TASK DIRECTIONS: Go through the listing and copy every line word for word.

TASK INPUT:
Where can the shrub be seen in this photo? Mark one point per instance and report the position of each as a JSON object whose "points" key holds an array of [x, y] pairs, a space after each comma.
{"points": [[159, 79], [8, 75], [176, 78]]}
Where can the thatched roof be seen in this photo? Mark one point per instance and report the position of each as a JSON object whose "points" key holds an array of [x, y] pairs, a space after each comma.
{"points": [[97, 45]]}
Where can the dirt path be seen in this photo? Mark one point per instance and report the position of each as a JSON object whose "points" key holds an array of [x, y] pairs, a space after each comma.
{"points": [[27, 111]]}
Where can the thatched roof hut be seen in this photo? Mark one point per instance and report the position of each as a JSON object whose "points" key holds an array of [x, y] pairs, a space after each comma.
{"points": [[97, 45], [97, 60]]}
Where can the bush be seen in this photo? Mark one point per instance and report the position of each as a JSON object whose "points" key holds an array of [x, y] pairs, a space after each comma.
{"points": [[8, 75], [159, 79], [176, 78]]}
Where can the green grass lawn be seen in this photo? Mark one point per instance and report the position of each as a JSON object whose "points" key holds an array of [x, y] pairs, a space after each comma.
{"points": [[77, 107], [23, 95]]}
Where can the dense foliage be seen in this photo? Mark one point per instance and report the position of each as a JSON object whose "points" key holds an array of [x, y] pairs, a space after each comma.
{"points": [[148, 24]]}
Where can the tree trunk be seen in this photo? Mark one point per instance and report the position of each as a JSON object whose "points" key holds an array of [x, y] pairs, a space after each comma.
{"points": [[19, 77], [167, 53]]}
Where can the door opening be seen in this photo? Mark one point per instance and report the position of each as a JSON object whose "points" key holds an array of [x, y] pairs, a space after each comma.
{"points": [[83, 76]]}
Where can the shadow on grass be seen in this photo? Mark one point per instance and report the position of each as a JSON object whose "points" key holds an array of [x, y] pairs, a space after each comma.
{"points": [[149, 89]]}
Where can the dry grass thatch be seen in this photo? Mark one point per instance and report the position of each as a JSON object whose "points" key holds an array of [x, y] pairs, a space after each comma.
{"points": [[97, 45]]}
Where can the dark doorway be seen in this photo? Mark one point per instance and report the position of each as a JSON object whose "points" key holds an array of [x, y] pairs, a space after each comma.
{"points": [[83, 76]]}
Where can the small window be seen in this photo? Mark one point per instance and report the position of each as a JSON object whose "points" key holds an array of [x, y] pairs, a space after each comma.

SOLUTION FOR THIS PROBLEM:
Where can the shrub be seen in this photo? Mark one point per instance and report the position of each as a JSON object whose "points" key holds an array of [x, y] pairs, a space after each comma.
{"points": [[159, 79], [8, 75], [176, 78]]}
Where can the thatched roof be seen in this photo? Mark one point per instance and report the position of each as a JSON object whose "points" key holds an array of [x, y] pairs, a space after each comma.
{"points": [[97, 45]]}
Where can the dirt path be seen in this photo? Mark one point per instance and report the position of each as a JSON object whose "points" key holds an array of [x, y] pairs, a space after each comma.
{"points": [[27, 111]]}
Where can the thatched roof hut be seen in this photo? Mark one point per instance and report the position of each as a JSON object whose "points" key holds an array of [x, y] pairs, a space after each comma.
{"points": [[97, 45], [97, 60]]}
Where can the bush be seen in this photo? Mark one point per instance and report the position of each as a JSON object whose "points" key holds an array of [x, y] pairs, a space after each comma.
{"points": [[8, 75], [159, 79], [176, 78]]}
Where can the green grass lawn be seen in this photo? Mark one point per instance and report the position of each as a JSON object whose "points" key holds an array of [x, y] pairs, a space after each comma.
{"points": [[77, 107], [23, 95]]}
Where can the dense foliage be seen in this photo? Mark one point per instance and report the position of each as a JSON object whose "points" key holds an array of [x, y] pairs, a space after each comma.
{"points": [[148, 24]]}
Where can the tree trunk be seen in this photo? Mark one point per instance and report the position of each as a JSON object whose "points" key holds an array of [x, y] pairs, a space after each comma.
{"points": [[19, 77], [167, 53]]}
Where can the door opening be seen in this photo? Mark one point per instance and report the position of each as a JSON object whose "points" key holds an array of [x, y] pairs, a space after each comma.
{"points": [[83, 76]]}
Where can the shadow on grass be seen in this photo? Mark one point per instance and report the position of each as a JSON object whose "points" key holds an array of [x, y] pairs, a space after each comma.
{"points": [[149, 89]]}
Where can the dry grass thatch be seen in this photo? Mark one point per instance and report the position of each as a JSON object whose "points" key holds an array of [x, y] pairs, a space after each comma.
{"points": [[97, 45]]}
Where can the dark doorway be seen in this photo? Mark one point per instance and report the position of each as a JSON object whose "points" key holds an array of [x, y] pairs, a space after each comma.
{"points": [[83, 76]]}
Where can the small window be seen in this photo? Mark one point per instance and report the position of each as a JSON object whose "points" key holds an array of [x, y] pairs, a space after each comma.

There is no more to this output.